TASK INSTRUCTIONS — Copy out the data so that nothing differs from the original.

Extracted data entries
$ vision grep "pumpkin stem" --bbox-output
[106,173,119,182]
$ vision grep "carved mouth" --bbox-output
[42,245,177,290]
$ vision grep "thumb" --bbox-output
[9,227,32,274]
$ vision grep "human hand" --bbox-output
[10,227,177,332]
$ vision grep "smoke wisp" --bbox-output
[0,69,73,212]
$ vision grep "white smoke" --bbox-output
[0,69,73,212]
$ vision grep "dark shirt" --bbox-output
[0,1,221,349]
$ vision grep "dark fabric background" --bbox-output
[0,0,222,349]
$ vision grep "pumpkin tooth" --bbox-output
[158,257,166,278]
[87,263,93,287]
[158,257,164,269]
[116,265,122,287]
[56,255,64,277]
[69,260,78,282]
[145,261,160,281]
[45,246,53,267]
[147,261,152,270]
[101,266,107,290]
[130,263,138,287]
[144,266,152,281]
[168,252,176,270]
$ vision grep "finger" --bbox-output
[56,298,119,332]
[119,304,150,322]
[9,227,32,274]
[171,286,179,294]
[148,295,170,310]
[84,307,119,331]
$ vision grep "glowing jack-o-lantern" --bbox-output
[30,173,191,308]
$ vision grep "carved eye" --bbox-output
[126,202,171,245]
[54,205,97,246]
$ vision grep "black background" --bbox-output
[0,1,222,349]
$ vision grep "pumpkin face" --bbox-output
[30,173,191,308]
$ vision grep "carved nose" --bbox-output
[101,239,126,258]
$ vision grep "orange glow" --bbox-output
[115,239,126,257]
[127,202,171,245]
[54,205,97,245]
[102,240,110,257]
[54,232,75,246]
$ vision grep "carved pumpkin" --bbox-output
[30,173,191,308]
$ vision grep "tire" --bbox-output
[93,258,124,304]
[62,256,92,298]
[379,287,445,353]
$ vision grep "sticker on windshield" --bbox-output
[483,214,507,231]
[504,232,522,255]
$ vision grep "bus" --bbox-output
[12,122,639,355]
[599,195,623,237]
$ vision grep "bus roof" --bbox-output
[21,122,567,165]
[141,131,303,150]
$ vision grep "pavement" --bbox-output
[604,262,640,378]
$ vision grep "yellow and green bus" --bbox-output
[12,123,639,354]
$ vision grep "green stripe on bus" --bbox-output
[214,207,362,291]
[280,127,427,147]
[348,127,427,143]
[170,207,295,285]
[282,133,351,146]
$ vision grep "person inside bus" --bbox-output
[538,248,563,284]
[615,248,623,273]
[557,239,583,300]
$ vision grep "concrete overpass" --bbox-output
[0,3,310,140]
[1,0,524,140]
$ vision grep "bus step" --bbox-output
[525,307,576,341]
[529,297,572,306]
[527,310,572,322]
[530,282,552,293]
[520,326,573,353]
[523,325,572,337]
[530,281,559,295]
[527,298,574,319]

ANSWER TO THIS EXERCISE —
$ vision grep "pumpkin stem" --bbox-output
[106,173,119,182]
$ vision grep "carved mouth" --bbox-output
[42,245,177,290]
$ vision grep "thumb" --bbox-output
[9,227,32,274]
$ vision grep "human hand" --bbox-output
[10,227,177,332]
$ vision grep "smoke wisp" --bbox-output
[0,69,73,212]
$ vision grep "white smoke" --bbox-output
[0,69,73,212]
$ vision grep "dark shirt" --bbox-output
[0,1,221,349]
$ vision grep "dark fabric background" --bbox-output
[0,0,222,349]
$ vision grep "pumpkin tooth" --bbox-output
[158,257,166,278]
[87,263,93,287]
[158,257,164,269]
[116,265,122,287]
[56,255,64,277]
[69,260,78,282]
[145,261,160,281]
[45,246,53,267]
[147,261,152,270]
[101,266,107,290]
[130,263,138,287]
[144,266,152,281]
[168,252,176,270]
$ vision grep "finger" --bbox-output
[56,298,119,332]
[119,304,150,322]
[9,227,32,274]
[171,286,179,294]
[148,295,170,310]
[84,307,119,331]
$ vision grep "glowing jack-o-lantern" --bbox-output
[30,173,191,308]
$ vision grep "carved eye" --bbox-output
[126,202,171,245]
[54,205,97,246]
$ vision grep "black background" --bbox-output
[0,1,222,349]
$ vision grep "pumpkin face" --bbox-output
[30,173,191,308]
$ vision grep "carved nose" --bbox-output
[101,239,126,258]
$ vision grep "orange glow" --bbox-output
[115,239,126,257]
[127,202,171,245]
[54,205,97,245]
[102,240,110,257]
[54,232,75,246]
$ vision grep "carved pumpkin" --bbox-output
[30,173,191,308]
$ vision grep "tire" --bbox-output
[93,258,124,304]
[62,256,92,298]
[379,287,445,353]
$ vision grep "sticker on windshield" --bbox-output
[483,214,507,231]
[504,232,522,255]
$ vision grep "bus" --bbox-output
[12,122,639,355]
[599,195,623,237]
$ vision grep "bus roof" --bbox-output
[21,122,567,165]
[141,131,303,150]
$ vision grep "pavement" --bbox-output
[604,262,640,378]
$ vision grep "yellow and green bus" --bbox-output
[12,123,639,354]
$ vision grep "green stripe on bus" --bbox-output
[214,207,362,291]
[280,127,427,147]
[348,127,427,143]
[170,207,295,285]
[282,133,351,146]
$ vision grep "person inside bus" --bbox-output
[538,248,563,284]
[615,248,623,273]
[557,239,583,300]
$ vision grep "concrete overpass" --bbox-output
[0,3,310,140]
[1,0,524,140]
$ vision grep "bus step" --bbox-output
[525,307,576,341]
[529,297,572,306]
[527,310,572,322]
[530,282,552,293]
[520,326,573,353]
[523,325,572,337]
[530,281,559,295]
[527,298,574,319]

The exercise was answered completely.